#### [TESTO FORNITO]

TARANTO. Coronavirus. “Quegli sguardi che si incrociano mentre giriamo tutti infagottati valgono più di un abbraccio”

TARANTO. Coronavirus. “Quegli sguardi che si incrociano mentre giriamo tutti infagottati valgono più di un abbraccio”

La bellissima testimonianza del dott. Massimo Soloperto, dirigente medico del Reparto di Pneumologia dell’ospedale Moscati 

Tutti i rumori nella notte si amplificano e nel buio della mia stanza , ascolto il respiro affaticato di mia madre nella stanza accanto che a volte mi tiene in apprensione nella sua fragilità di novantenne.

In altri tempi mi avrebbe infastidito questo perenne stato di veglia ma, in questo periodo ,l’affannoso silenzio mi distoglie dai miei pensieri legati ad un lavoro,il mio, che improvvisamente e’ diventato diverso :il paziente che non è solo un malato da aiutare ma anche un potenziale pericolo per la mia salute.

Mi alzo,quasi sempre prima della sveglia,e mentre mi preparo per andare al lavoro cerco di sentire alla radio qualche notizia che mi conforti in termini di numeri di contagi, infetti,guariti,morti con numeri spesso indecifrabile … avrei bisogno di una sola notizia:ragazzi,le infezioni stanno diminuendo drasticamente..invece no,si va avanti nella speranza di impercettibili miglioramenti.

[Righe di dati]
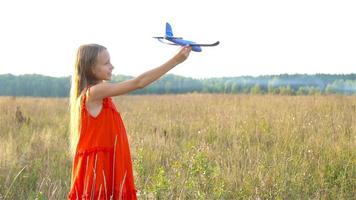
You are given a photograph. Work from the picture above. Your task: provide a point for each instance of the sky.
(257, 37)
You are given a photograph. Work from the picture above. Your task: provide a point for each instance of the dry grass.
(195, 146)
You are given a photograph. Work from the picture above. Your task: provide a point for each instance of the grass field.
(194, 146)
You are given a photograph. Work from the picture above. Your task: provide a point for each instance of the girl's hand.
(182, 55)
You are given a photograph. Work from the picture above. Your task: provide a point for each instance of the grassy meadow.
(194, 146)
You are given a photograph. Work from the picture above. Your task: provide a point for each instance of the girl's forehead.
(103, 56)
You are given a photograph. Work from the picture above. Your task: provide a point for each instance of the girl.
(102, 166)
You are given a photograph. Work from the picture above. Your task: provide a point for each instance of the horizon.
(305, 74)
(256, 37)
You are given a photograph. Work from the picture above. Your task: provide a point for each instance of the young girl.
(102, 166)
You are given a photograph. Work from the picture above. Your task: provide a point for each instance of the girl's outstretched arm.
(102, 90)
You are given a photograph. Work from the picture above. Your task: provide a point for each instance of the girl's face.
(103, 68)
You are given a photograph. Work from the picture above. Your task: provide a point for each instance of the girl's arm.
(102, 90)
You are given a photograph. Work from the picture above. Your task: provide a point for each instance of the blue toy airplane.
(179, 41)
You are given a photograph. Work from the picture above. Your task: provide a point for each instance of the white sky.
(258, 37)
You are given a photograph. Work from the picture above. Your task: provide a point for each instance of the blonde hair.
(82, 77)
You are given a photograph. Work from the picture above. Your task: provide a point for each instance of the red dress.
(102, 167)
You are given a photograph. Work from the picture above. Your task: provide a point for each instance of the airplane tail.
(169, 32)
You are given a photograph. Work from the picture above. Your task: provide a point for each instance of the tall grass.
(195, 146)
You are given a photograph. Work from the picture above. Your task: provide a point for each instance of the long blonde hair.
(82, 76)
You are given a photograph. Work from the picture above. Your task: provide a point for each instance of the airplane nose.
(196, 48)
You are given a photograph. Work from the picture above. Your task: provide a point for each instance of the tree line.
(283, 84)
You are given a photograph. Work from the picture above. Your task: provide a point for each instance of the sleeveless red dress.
(102, 167)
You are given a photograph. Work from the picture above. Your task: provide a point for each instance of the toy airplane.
(180, 41)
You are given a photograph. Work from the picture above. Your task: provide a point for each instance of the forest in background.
(284, 84)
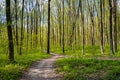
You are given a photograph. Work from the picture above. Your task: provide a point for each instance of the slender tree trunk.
(21, 41)
(63, 30)
(82, 17)
(101, 27)
(115, 24)
(111, 38)
(48, 40)
(16, 23)
(9, 29)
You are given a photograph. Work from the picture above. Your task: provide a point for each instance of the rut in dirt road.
(42, 70)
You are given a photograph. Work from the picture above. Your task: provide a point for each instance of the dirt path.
(42, 70)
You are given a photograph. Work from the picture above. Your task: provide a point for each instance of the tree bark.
(9, 30)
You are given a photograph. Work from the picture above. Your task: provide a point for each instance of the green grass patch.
(13, 71)
(88, 69)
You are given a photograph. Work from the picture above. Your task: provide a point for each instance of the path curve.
(42, 70)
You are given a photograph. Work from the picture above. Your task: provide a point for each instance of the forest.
(59, 40)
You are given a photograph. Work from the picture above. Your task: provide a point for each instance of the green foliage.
(85, 69)
(13, 71)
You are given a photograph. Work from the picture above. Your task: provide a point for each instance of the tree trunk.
(48, 40)
(111, 38)
(9, 29)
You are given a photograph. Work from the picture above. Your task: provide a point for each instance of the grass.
(13, 71)
(88, 69)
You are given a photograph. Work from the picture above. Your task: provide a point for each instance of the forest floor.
(42, 70)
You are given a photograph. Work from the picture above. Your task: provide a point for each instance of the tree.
(111, 24)
(101, 26)
(48, 40)
(63, 29)
(16, 22)
(9, 30)
(115, 24)
(21, 40)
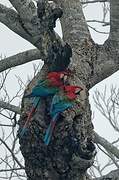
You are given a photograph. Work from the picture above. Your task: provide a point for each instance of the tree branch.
(113, 175)
(10, 107)
(114, 20)
(11, 19)
(19, 59)
(27, 24)
(107, 145)
(95, 1)
(73, 22)
(26, 9)
(14, 157)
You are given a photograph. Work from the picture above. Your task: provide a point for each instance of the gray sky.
(12, 44)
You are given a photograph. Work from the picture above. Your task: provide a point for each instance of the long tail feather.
(50, 129)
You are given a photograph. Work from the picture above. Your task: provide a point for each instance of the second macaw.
(44, 88)
(61, 101)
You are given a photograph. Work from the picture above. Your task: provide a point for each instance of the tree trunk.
(71, 150)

#### [CONSEGNA 1]
Rispondi a queste domande sulla testimonianza:
(a) Di quale reparto e di quale ospedale è dirigente medico Massimo Soloperto?
(b) Quanti anni ha la madre di chi scrive?
(c) Che cosa cerca di sentire alla radio chi scrive, mentre si prepara per andare al lavoro?
#### [CONSEGNA 2]
Riscrivi il tratto della testimonianza da "Mi alzo,quasi sempre" fino a "di impercettibili miglioramenti.", sostituendo "radio" con "televisione".
Le righe di dati non servono.

#### [SOLUZIONE 1]
(a) Del Reparto di Pneumologia dell'ospedale Moscati.
(b) Novant'anni.
(c) Qualche notizia che lo conforti in termini di numeri di contagi, infetti, guariti, morti.

#### [SOLUZIONE 2]
Mi alzo,quasi sempre prima della sveglia,e mentre mi preparo per andare al lavoro cerco di sentire alla televisione qualche notizia che mi conforti in termini di numeri di contagi, infetti,guariti,morti con numeri spesso indecifrabile … avrei bisogno di una sola notizia:ragazzi,le infezioni stanno diminuendo drasticamente..invece no,si va avanti nella speranza di impercettibili miglioramenti.